Filter these entries down to the lines that hold the word "truck", and show each of them.

* _SOURCE DATA_
○ ○ ○ ○ ○

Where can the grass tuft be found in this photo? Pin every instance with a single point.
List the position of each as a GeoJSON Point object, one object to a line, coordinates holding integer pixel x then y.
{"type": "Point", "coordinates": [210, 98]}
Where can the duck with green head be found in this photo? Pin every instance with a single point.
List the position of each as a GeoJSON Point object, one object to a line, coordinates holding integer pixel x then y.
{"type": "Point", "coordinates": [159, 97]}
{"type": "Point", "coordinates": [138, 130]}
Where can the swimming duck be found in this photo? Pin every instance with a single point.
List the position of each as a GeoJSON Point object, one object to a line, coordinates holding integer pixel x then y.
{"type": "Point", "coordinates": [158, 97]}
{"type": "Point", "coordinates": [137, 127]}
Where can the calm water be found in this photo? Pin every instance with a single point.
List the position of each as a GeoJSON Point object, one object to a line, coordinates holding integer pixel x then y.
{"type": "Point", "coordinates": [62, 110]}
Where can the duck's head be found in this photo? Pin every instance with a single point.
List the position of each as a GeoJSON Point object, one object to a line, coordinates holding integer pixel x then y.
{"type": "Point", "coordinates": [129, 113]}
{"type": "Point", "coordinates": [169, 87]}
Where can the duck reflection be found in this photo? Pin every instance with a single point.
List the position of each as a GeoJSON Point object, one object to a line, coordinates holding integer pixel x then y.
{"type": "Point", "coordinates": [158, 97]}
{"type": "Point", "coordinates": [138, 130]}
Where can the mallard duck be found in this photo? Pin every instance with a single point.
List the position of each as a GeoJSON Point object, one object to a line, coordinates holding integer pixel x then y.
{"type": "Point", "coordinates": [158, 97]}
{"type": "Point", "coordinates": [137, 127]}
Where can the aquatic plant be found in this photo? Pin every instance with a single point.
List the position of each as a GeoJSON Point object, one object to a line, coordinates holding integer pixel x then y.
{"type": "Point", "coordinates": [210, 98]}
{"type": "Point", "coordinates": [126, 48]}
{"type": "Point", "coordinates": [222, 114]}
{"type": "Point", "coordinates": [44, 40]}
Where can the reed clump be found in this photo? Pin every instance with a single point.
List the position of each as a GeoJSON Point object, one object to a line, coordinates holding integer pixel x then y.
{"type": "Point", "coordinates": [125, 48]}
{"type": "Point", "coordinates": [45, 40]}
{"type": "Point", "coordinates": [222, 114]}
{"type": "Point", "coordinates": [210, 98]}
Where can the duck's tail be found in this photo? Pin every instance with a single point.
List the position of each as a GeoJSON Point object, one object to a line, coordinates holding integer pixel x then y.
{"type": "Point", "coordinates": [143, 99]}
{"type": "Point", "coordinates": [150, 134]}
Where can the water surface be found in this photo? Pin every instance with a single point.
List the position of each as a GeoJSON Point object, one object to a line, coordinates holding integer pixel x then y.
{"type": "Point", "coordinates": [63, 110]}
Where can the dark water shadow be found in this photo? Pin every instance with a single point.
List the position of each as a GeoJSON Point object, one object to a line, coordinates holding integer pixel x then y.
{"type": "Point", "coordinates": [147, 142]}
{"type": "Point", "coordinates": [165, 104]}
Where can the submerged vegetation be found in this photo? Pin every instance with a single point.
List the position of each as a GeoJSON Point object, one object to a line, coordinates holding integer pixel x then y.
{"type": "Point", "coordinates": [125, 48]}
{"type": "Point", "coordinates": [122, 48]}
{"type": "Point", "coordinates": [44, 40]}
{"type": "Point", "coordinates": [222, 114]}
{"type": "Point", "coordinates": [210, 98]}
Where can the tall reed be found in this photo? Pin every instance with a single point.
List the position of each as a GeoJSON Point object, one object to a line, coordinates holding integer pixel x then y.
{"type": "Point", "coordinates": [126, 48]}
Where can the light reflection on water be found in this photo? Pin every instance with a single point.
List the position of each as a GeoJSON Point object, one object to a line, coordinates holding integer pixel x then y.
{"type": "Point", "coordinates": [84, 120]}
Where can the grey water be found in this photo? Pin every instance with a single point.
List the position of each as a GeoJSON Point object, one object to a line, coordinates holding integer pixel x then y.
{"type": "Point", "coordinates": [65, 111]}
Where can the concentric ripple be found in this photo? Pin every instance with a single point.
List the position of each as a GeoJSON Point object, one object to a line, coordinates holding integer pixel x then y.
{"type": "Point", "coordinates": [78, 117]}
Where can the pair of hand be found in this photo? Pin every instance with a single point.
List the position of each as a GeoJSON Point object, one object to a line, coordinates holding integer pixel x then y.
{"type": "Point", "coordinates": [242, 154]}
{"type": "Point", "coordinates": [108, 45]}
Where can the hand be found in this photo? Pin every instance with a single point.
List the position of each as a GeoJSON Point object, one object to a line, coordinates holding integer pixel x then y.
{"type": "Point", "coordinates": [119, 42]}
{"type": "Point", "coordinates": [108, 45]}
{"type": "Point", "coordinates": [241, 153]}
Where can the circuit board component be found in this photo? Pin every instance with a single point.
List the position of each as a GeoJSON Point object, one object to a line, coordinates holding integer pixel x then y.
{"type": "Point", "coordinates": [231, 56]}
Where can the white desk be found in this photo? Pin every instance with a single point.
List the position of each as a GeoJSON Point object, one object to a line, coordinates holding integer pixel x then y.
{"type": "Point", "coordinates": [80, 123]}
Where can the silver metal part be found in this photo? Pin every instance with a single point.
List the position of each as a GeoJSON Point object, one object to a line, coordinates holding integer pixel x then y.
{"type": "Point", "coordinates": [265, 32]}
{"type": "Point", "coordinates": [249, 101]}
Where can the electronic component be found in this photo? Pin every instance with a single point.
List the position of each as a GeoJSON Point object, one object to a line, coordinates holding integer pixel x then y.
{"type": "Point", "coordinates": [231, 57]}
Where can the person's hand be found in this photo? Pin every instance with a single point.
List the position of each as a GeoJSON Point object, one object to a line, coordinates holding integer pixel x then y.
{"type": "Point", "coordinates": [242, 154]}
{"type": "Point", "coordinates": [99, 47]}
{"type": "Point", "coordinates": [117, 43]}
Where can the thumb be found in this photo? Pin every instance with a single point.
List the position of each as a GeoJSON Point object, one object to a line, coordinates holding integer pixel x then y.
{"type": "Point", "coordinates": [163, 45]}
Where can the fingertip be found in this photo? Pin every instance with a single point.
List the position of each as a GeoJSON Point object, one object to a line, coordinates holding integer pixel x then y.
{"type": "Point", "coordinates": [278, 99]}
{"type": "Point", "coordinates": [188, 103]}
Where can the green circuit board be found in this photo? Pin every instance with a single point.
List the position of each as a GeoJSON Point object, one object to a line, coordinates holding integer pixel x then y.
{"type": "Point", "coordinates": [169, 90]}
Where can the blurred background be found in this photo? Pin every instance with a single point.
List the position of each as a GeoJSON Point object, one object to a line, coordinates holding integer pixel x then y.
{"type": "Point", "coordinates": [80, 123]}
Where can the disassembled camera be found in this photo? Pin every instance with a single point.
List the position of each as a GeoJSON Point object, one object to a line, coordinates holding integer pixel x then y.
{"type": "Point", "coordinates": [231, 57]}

○ ○ ○ ○ ○

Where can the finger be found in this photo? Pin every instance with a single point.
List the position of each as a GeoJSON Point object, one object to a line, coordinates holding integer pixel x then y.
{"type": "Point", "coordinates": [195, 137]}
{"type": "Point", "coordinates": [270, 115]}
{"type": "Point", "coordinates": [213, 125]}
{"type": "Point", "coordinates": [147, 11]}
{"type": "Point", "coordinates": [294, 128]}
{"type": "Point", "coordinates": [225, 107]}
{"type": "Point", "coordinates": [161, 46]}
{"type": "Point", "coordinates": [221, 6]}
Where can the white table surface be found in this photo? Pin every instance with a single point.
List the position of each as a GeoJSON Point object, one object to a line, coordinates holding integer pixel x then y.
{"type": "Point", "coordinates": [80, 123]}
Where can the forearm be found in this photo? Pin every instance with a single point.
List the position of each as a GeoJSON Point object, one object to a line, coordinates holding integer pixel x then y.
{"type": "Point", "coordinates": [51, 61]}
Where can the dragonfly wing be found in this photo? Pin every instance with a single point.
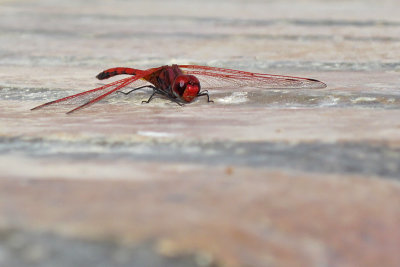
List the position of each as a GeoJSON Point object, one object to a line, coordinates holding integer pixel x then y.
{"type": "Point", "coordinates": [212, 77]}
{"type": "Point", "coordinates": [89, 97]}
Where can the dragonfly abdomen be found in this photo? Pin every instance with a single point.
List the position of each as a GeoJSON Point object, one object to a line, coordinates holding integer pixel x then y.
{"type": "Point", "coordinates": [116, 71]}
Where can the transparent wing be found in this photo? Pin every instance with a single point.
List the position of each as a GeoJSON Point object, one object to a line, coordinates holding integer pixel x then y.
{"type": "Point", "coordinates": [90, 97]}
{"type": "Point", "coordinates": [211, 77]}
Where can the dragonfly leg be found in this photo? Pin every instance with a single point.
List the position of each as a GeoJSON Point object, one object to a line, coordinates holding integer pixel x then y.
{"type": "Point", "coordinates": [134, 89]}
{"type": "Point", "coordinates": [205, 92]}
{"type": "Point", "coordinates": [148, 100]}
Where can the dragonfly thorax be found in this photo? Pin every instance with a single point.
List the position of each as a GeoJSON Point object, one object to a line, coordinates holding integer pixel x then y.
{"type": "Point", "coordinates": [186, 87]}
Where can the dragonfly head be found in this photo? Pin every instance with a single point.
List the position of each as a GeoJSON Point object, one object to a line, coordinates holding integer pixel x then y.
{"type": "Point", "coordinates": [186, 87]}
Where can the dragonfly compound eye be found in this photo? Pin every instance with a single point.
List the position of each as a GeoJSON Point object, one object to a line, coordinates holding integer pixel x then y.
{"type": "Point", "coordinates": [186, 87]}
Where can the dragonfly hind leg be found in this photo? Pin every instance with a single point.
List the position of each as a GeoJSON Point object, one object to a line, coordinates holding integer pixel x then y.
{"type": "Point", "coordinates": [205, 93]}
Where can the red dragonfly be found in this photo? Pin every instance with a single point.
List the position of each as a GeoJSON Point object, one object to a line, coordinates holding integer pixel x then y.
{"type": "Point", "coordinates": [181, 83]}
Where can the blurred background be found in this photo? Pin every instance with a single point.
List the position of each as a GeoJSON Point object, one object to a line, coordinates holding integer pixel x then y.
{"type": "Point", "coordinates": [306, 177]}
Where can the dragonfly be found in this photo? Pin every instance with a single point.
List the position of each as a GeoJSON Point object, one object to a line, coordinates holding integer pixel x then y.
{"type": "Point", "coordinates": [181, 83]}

○ ○ ○ ○ ○

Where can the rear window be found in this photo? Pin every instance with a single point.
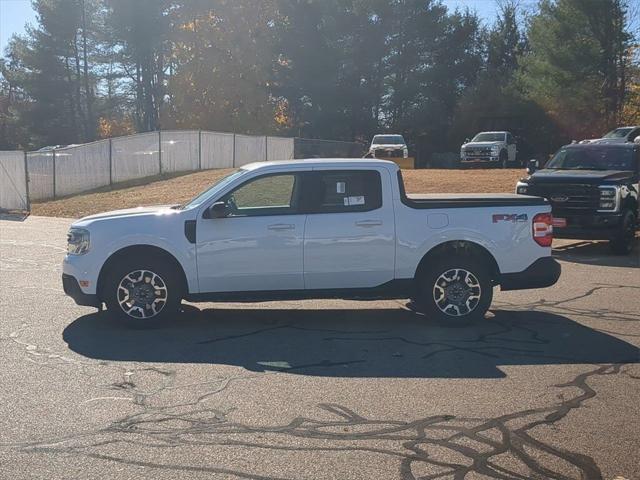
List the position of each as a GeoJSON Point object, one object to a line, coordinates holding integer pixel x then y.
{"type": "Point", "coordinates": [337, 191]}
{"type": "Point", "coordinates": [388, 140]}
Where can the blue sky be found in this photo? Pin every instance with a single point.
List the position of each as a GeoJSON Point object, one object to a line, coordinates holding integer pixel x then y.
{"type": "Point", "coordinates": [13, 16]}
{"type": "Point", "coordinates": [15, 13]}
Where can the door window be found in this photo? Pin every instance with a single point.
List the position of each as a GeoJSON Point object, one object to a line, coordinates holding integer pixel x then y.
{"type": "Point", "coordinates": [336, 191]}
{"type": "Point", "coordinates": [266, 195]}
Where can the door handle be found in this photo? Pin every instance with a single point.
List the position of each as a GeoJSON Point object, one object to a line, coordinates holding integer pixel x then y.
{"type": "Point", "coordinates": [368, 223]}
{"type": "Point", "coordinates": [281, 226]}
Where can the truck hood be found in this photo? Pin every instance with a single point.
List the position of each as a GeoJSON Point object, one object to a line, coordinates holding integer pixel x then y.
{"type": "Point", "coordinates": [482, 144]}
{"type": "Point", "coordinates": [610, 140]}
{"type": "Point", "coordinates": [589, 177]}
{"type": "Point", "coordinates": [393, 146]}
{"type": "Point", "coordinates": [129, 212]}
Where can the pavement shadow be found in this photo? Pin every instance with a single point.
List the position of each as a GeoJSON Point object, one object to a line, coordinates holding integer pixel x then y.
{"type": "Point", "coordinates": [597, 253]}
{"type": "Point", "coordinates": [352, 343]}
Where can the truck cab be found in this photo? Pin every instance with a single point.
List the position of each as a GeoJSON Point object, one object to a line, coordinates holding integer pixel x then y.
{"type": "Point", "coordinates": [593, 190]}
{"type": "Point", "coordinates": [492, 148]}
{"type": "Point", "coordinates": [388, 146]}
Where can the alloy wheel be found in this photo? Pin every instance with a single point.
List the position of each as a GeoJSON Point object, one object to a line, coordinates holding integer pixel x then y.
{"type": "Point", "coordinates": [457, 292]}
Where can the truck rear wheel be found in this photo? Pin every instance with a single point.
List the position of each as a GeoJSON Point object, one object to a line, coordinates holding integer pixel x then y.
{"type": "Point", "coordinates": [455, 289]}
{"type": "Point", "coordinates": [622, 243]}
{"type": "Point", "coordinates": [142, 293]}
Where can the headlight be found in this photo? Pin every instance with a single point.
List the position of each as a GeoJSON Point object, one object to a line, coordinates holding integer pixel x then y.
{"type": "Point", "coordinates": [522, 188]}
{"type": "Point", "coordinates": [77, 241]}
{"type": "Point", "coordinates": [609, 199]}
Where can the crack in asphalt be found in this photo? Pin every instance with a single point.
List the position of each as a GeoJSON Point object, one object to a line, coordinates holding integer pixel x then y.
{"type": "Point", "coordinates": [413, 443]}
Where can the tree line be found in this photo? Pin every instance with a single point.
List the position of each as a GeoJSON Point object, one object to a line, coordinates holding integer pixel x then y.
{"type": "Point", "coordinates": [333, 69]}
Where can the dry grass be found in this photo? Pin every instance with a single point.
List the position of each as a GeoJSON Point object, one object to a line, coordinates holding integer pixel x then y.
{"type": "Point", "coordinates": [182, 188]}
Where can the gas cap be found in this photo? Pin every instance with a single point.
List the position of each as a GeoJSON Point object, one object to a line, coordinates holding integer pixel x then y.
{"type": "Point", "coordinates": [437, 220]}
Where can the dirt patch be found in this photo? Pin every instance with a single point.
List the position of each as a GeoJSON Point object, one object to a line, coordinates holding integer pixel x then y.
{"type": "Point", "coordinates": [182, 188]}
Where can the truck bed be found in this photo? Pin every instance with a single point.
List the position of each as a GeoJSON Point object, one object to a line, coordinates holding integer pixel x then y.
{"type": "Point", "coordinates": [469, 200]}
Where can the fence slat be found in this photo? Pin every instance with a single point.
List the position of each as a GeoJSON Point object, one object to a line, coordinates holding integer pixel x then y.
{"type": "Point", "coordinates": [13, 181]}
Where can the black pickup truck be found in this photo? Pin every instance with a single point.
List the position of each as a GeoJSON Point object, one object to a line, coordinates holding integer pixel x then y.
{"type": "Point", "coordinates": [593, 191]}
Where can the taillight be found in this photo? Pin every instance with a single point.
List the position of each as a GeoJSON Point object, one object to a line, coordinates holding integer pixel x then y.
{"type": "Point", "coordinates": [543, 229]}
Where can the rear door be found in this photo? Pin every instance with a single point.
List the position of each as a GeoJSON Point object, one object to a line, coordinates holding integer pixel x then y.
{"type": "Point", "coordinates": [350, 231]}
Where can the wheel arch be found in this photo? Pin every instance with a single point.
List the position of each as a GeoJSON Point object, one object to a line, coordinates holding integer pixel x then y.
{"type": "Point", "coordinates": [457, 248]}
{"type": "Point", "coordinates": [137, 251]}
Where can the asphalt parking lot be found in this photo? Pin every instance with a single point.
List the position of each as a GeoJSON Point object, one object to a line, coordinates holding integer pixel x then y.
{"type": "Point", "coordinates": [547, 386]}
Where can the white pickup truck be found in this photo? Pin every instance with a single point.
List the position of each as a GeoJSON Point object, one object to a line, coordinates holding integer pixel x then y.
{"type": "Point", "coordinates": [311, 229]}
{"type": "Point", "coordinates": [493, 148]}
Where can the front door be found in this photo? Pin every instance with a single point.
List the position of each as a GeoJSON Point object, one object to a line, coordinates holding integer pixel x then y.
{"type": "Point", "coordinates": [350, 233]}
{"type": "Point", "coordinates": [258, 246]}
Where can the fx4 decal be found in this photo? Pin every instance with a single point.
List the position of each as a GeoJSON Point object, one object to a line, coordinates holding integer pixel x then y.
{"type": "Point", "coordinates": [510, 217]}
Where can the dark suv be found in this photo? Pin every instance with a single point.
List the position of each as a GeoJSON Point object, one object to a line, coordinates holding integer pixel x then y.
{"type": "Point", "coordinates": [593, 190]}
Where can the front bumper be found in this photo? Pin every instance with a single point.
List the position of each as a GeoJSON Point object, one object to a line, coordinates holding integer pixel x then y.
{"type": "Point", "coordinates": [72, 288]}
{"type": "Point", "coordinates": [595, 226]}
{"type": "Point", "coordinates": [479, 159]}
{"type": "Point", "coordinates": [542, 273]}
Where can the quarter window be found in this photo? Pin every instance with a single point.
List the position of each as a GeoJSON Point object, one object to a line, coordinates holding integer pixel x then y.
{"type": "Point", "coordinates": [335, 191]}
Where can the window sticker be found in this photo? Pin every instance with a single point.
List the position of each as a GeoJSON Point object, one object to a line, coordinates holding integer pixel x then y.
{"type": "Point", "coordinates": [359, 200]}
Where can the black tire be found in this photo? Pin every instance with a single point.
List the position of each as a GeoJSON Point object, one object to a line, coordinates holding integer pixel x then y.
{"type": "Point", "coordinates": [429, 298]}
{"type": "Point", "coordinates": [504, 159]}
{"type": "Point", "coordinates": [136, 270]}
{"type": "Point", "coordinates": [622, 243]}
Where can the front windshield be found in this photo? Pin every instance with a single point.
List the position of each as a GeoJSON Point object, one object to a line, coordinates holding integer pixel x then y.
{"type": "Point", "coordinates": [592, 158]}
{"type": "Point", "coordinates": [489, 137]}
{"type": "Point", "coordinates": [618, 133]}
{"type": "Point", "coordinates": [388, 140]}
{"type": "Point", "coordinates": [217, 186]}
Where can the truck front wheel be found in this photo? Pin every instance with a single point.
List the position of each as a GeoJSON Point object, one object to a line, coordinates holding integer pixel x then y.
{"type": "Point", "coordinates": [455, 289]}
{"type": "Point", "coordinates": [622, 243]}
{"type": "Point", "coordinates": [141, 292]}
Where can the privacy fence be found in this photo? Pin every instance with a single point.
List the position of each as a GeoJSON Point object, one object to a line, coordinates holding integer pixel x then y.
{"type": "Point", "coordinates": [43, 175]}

○ ○ ○ ○ ○

* _EXPECTED ANSWER_
Where can the truck hood be found in this photo? Pin every instance with a single point.
Where can the truck cab be found in this photo? Pin every instance with a single point.
Where can the truck rear wheel be found in this photo? Pin every instance with a single point.
Where can the truck bed be found in this photo? Pin every instance with a single point.
Where can the black pickup truck be found in this photo? Pin every instance with a single point.
Where can the white pickup truck be found in this photo? Pin every instance with a single point.
Where can the truck front wheel be found in this photo? Pin every instance with a single point.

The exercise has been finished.